Page excerpt
Scientific classification
- Kingdom: Plantae
- Clade: Tracheophytes
- Clade: Angiosperms
- Clade: Monocots
- Clade: Commelinids
- Order: Poales
- Family: Poaceae
- Subfamily: Pooideae
- Genus: Agrostis
- Species: A. elliottiana
- Binomial name: Agrostis elliottiana Schult.
- Synonyms: Agrostis exigua

= Agrostis elliottiana =

- Genus: Agrostis
- Species: elliottiana
- Authority: Schult.
- Synonyms: Agrostis exigua

Species of flowering plant

Agrostis elliottiana is a species of grass known by the common name Elliott's bent grass.

==Distribution==
It is a bunchgrass native to various parts of North America in disjunct locations, including north-central California, southwestern and southeastern United States, and the Yucatán Peninsula in Mexico.

List of tasks
- a) Using the Agrostis elliottiana excerpt, decide whether each statement agrees with it: (i) Elliott's bent grass belongs to the family Poaceae; (ii) the species is native only to California; (iii) Agrostis exigua is listed as a synonym. Answer yes or no for each and quote the deciding words.
- b) Carry on the Agrostis elliottiana excerpt, beginning after its last sentence on the grass's distribution.
The entries are not needed for the work on the Agrostis elliottiana excerpt.

Extracted data
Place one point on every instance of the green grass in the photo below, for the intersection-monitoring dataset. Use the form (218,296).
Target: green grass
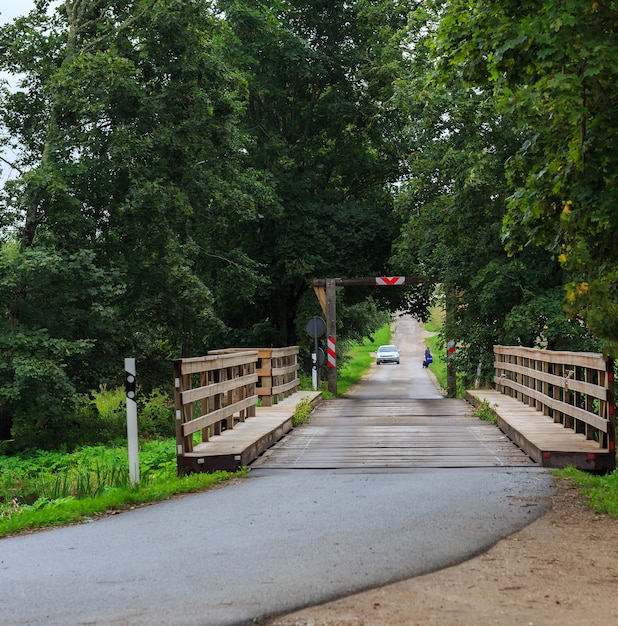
(46,489)
(600,491)
(359,360)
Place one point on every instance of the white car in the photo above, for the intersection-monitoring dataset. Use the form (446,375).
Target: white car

Written responses
- a)
(i) Yes: "Family: Poaceae"
(ii) No: "native to various parts of North America in disjunct locations, including north-central California, southwestern and southeastern United States, and the Yucatán Peninsula in Mexico"
(iii) Yes: "Synonyms: Agrostis exigua"

- b)
==Description==
Agrostis elliottiana grows in a variety of habitats, including disturbed areas such as roadsides. It is an annual grass growing up to about 45 centimeters tall. The leaves are short and thready. The inflorescence is an open array of wispy branches holding clusters of tiny spikelets, each just a few millimeters long but sporting a wavy awn which can reach a centimeter in length.